* _Study questions_
1) Answer these questions using the registration-card excerpt:
(a) What kind of man does the narrator call himself in the first paragraph?
(b) How did the lady let the narrator know the new card was ready?
(c) Where was the new card kept before she handed it over?
2) In the registration-card excerpt, recast the paragraph that begins "As the most recent example" as a short list of its main facts.
3) Transcribe everything in the registration-card excerpt from "Anyhow, despite my" down to "have no place.".

* _Selected excerpt_

Anyhow, despite my having been here for decades thus far, this common-sense gene I have keeps popping up, causing me to expect straight lines to have generated spontaneously in the bureaucratic universe since my last visit; I can't seem to help myself. I'm a man of positive expectations, what can I say. As a result, I keep employing logic and asserting common sense where such things are alien and have no place.

As the most recent example, this morning I had to go to the immigration office at the local town hall to receive my new alien registration card. I'd gone there a couple of weeks ago with the postcard they'd sent me, bringing also my personal seal and some passport quality photos, my old alien registration card, passport and other required stuff. Filled out some forms several times with several variations of signature (don't ask) and applied, the lady said we'll call you in a couple weeks when the new card is ready, and she did, so today I set aside my morning and drove all the way over there, walked in and went up to the desk, old card at the ready to exchange for my new one.

The lady who had waited on me before, and who called my house, using the number I'd given her on my last visit, recognized me and went over to a big box by the wall and took out a smaller box inside which was a large envelope inside which was a smaller envelope, inside of which was my new card. New card in hand, she came over to me and said: "Do you have the-- right at that point that pesky common-sense gene kicked in and I whipped out my old card with my photo on it and my address and various other unmistakable details (needless to say, I am the only guy within 500 hundred miles of here who looks anything like me) -- absolutely essential piece of paper I gave you?"

And there I was again, suddenly spinning wild-eyed, limbs flailing as I whirled helplessly toward the black hole at the dark heart of the violently striped vortex of immigration procedure gone awry, with the off-key theremin wailing in the background, in midspin of which I wanted to say to the static, stuffy office air: hey, you know-- and I know-- who I am, and that I was here two weeks ago and filled out all the forms in triplicate and signed them each several times variously in various places, and that this card that I hold with my picture on it matches identically that card that you hold with my picture on it, who cares about some mickeymouse piece of paper-- and by the way (there it was again, the common-sense gene looking for some simple A to B in a universe of dark matter), it makes a LOT of sense for you to slip me a piece of paper to take home for a couple of weeks to forget completely about and then require that I bring back to you; why not just keep the damn thing on your desk for the duration, or better yet, just throw it in the waste basket and forget all about it forever, but I didn't.

Items listed in a dataset
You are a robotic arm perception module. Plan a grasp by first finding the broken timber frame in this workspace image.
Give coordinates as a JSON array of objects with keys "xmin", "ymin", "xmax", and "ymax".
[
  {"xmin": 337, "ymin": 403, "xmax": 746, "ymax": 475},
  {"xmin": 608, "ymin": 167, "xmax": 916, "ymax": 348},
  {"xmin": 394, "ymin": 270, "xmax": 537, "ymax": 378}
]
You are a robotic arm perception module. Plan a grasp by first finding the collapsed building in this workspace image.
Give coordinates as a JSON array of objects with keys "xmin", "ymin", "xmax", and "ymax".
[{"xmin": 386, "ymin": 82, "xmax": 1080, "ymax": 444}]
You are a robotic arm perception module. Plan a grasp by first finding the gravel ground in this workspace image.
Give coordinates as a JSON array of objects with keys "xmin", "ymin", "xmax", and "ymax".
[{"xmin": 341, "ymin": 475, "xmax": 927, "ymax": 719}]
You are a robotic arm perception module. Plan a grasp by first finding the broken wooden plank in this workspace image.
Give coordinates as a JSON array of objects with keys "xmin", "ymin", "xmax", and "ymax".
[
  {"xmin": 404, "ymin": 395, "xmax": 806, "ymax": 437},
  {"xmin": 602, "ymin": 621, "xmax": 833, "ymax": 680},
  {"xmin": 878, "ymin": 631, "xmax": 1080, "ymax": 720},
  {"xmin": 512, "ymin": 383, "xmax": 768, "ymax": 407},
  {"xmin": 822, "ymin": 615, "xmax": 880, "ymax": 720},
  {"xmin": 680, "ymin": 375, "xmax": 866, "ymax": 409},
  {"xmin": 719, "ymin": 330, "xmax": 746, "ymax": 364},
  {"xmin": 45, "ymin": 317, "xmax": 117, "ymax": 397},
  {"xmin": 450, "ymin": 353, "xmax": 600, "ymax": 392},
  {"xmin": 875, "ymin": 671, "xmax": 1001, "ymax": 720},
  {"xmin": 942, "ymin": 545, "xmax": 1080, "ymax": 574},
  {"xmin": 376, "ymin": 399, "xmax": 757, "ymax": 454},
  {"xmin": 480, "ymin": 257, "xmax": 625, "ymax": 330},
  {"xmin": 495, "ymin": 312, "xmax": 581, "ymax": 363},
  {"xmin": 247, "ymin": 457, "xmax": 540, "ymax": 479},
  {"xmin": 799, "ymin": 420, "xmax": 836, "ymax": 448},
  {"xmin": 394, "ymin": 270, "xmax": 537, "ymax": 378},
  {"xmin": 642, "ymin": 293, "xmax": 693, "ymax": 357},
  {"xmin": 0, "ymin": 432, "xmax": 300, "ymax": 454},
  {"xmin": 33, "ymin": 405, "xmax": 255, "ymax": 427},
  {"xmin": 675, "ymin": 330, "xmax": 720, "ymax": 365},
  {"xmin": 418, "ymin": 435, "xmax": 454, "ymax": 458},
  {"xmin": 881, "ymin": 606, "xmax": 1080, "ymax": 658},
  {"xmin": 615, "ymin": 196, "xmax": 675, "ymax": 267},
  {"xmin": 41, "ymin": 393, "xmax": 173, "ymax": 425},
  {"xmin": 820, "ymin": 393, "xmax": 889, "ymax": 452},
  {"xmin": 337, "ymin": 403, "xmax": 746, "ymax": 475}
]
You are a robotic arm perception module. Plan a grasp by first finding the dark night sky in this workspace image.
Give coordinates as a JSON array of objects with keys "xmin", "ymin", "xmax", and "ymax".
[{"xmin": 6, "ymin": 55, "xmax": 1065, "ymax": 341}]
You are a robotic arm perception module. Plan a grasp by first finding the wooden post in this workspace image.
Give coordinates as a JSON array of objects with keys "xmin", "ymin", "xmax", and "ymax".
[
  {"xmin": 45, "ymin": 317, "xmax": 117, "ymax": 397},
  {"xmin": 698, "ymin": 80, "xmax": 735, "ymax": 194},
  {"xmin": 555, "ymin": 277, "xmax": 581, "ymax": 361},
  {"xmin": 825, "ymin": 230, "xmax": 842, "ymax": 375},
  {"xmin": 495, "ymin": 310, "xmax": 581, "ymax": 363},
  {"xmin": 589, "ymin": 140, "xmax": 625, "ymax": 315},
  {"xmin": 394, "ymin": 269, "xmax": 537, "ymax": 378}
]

* _Answers for each item_
1)
(a) A man of positive expectations.
(b) She called his house, using the number he had given her on his last visit.
(c) Inside a smaller envelope, which was inside a large envelope, inside a smaller box, taken out of a big box by the wall.

2)
- This morning the narrator went to the immigration office at the local town hall to receive a new alien registration card.
- A couple of weeks earlier he had gone there with the postcard they sent him, plus his personal seal, passport quality photos, old alien registration card, passport and other required items.
- He filled out forms several times with several variations of signature and applied.
- The lady said they would call him in a couple of weeks when the card was ready, and she did.
- Today he set aside his morning, drove there and went up to the desk with his old card ready to exchange for the new one.

3)
Anyhow, despite my having been here for decades thus far, this common-sense gene I have keeps popping up, causing me to expect straight lines to have generated spontaneously in the bureaucratic universe since my last visit; I can't seem to help myself. I'm a man of positive expectations, what can I say. As a result, I keep employing logic and asserting common sense where such things are alien and have no place.